# LENOVO IdeaPad Gaming 3 15IMH05, Cinebench R20 test low results



## mql (Oct 19, 2021)

*What could be the reason for such a low test result?*

The test shows an average of 3070 points, with average i7-10750h processor power 63.23W





Voltage Offsets -0.070 V




To PL1 = 56W and PL2 = 92W




Core Thermal Throttling included only in PL2 Power limit




To PL1 Power limit Core ratio is only 37.0x !!!




In order for the memory modules to work stably at a CPU undervolting, the memory voltage must be increased by the same amount the CPU undervoltage.




Otherwise received IRQL_NOT_LESS_OR_EQUAL


----------



## unclewebb (Oct 19, 2021)

mql said:


> reason for such a low test result?


Why do you think your Cinebench result is low? The 10750H has a 45W TDP rating.









						Product Specifications
					

quick reference guide including specifications, features, pricing, compatibility, design documentation, ordering codes, spec codes and more.




					ark.intel.com
				




Your computer has the long term turbo power limit PL1 set to 56W. Your 3070 Cinebench R20 score is better than average for this processor. Most Dell laptops with this same processor are locked to the TDP so they cannot exceed 45W during any long term stress test.

Some computers with the 10750H have unlocked power limits and much better cooling. Some can run indefinitely at 90W. You might be able to increase your power limits some more but you are probably going to run into thermal throttling. Laptops with these CPUs are a balancing act between power limit throttling and thermal throttling.

If you have seen better Cinebench scores for the 10750H, it must have been running with unlocked power limits and better cooling.

Have you tried increasing the turbo power limits?


----------



## mql (Oct 19, 2021)

unclewebb said:


> Laptops with these CPUs are a balancing act between power limit throttling and thermal throttling.


I realized that this was due to the 56W limit. The increased power during a prolonged stress test causes thermal throttling. The question remains: is a 37.0x core ratio at 56W sustained power normal?


----------



## unclewebb (Oct 19, 2021)

mql said:


> normal


It is normal for a 10750H to power limit throttle and slow down during Cinebench when it is limited to 56W. Your results show that a 10750H needs somewhere around 90W so it can run at its full rated speed. This CPU will need even more than that if you are running something like Prime95 Small FFTs. There would be no easy way to keep the CPU cool when running that load.

Entries for labeling bounding boxes:
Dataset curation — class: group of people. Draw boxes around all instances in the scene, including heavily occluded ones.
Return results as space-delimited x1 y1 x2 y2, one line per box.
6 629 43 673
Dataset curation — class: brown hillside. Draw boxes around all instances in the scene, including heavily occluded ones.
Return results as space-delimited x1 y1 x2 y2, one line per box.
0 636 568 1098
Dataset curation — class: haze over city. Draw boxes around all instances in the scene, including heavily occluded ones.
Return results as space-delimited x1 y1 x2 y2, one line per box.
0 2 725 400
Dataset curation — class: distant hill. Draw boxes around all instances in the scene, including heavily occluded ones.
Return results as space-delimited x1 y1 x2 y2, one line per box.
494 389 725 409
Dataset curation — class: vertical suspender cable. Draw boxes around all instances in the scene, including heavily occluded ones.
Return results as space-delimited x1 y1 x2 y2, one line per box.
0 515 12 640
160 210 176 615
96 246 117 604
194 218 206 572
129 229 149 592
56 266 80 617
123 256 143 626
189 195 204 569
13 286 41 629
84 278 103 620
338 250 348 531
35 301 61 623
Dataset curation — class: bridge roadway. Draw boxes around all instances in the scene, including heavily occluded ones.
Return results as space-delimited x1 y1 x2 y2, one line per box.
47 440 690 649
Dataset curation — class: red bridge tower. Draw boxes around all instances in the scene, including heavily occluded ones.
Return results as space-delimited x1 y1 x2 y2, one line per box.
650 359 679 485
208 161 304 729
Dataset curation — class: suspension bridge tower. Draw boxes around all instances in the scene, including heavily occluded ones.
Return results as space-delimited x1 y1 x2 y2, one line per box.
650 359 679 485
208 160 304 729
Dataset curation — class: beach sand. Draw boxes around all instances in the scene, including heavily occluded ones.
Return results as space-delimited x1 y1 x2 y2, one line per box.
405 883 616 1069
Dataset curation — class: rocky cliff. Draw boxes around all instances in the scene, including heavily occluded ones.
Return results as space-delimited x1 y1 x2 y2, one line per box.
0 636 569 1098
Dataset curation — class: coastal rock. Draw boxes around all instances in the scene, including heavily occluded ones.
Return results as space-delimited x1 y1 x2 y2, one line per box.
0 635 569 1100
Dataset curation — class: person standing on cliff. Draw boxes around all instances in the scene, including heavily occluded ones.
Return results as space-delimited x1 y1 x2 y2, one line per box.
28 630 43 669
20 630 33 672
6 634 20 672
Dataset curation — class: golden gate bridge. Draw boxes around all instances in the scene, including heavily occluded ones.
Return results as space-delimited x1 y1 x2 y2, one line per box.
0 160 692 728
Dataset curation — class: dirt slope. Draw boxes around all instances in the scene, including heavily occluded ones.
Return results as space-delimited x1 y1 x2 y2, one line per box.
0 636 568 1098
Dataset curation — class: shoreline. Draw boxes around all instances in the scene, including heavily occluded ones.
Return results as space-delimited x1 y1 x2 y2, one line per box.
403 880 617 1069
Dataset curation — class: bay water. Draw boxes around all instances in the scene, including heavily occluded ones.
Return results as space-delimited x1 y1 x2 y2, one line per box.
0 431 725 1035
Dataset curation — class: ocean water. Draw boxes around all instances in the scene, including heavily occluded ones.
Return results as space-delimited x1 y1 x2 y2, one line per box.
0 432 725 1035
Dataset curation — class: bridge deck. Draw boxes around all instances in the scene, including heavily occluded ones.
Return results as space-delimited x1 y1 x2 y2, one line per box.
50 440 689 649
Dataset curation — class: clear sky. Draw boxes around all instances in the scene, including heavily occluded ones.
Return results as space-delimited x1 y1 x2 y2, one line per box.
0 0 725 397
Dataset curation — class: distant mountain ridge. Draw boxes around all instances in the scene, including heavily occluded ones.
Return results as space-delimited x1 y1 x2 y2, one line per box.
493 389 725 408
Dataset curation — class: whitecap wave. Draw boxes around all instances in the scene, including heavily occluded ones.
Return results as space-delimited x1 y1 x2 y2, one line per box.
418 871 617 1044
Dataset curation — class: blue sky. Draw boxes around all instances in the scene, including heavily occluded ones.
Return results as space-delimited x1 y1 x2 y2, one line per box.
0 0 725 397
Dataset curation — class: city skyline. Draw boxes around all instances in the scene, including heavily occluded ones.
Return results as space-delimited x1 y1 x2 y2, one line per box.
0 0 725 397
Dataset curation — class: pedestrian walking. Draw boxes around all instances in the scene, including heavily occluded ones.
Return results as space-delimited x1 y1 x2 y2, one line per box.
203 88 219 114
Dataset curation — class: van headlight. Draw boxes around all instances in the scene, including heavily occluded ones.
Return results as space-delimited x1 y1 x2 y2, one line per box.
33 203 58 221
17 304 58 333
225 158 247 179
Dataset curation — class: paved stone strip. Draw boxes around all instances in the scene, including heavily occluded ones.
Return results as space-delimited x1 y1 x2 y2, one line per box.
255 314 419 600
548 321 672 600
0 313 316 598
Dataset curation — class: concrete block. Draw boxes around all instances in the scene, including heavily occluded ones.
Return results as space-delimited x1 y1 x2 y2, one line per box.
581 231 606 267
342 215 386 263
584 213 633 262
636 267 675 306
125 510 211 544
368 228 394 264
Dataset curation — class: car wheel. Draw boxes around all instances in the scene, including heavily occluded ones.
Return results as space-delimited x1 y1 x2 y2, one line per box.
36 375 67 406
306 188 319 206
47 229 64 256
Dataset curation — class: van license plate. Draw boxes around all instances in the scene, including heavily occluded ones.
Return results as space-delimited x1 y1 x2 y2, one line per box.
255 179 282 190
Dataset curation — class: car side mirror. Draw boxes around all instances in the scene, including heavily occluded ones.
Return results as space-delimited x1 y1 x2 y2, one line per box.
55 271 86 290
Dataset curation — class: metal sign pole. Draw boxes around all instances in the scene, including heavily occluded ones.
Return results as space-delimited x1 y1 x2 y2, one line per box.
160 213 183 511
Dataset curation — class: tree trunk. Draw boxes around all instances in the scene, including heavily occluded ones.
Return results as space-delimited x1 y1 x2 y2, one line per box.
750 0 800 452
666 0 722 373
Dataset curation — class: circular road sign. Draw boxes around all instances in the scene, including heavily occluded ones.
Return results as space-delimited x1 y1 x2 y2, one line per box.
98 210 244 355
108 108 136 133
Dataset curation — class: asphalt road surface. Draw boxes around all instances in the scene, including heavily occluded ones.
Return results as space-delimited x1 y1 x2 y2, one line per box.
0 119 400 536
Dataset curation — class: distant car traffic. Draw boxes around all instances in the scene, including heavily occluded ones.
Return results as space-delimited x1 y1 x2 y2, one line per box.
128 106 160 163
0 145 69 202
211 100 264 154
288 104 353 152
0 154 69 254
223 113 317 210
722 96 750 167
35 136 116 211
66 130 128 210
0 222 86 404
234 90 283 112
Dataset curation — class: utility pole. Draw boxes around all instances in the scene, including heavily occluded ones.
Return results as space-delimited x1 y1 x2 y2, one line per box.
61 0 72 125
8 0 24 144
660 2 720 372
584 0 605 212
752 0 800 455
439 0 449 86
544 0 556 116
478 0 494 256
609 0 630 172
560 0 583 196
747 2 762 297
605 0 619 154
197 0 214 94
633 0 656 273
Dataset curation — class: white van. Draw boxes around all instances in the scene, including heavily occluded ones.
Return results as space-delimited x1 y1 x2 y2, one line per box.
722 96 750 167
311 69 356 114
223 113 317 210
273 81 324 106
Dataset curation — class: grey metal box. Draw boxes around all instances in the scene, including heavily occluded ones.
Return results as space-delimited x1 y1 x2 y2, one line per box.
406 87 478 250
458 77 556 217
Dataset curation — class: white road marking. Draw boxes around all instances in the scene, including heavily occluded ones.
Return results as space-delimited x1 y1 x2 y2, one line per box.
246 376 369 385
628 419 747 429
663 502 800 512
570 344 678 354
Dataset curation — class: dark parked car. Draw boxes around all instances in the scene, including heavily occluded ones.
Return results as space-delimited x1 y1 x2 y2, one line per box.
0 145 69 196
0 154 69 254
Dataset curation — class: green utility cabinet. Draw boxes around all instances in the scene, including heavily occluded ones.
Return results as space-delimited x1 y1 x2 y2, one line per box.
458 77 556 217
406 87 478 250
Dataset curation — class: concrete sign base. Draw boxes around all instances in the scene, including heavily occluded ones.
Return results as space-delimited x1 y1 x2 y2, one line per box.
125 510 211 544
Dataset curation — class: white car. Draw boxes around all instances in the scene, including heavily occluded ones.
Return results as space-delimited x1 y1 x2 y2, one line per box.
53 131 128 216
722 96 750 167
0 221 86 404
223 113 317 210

» Parts of the exercise:
(A) According to the forum thread about the low Cinebench R20 results, what is the TDP rating of the 10750H?
(B) Translate this sentence from the forum thread about the Cinebench R20 results into Spanish: "Laptops with these CPUs are a balancing act between power limit throttling and thermal throttling."
(C) Write a continuation of the forum thread about the low Cinebench R20 results, picking up after its final post.

» Answers in order:
(A) 45W

(B) Las computadoras portátiles con estas CPU son un acto de equilibrio entre la limitación por límite de potencia y la limitación térmica.

(C)
mql said:


> The increased power during a prolonged stress test causes thermal throttling.


That is completely normal. The vast majority of laptops with the 9750H or 10750H either power limit throttle or thermal throttle. These are powerful mobile CPUs but very few laptop manufacturers include adequate cooling to run these CPUs indefinitely at their full rated speed.


----------



## mql (Oct 19, 2021)

unclewebb said:


> It is normal for a 10750H to power limit throttle and slow down during Cinebench when it is limited to 56W. Your results show that a 10750H needs somewhere around 90W so it can run at its full rated speed. This CPU will need even more than that if you are running something like Prime95 Small FFTs. There would be no easy way to keep the CPU cool when running that load.
> 
> 
> That is completely normal. The vast majority of laptops with the 9750H or 10750H either power limit throttle or thermal throttle. These are powerful mobile CPUs but very few laptop manufacturers include adequate cooling to run these CPUs indefinitely at their full rated speed.


Thank you for the clarification.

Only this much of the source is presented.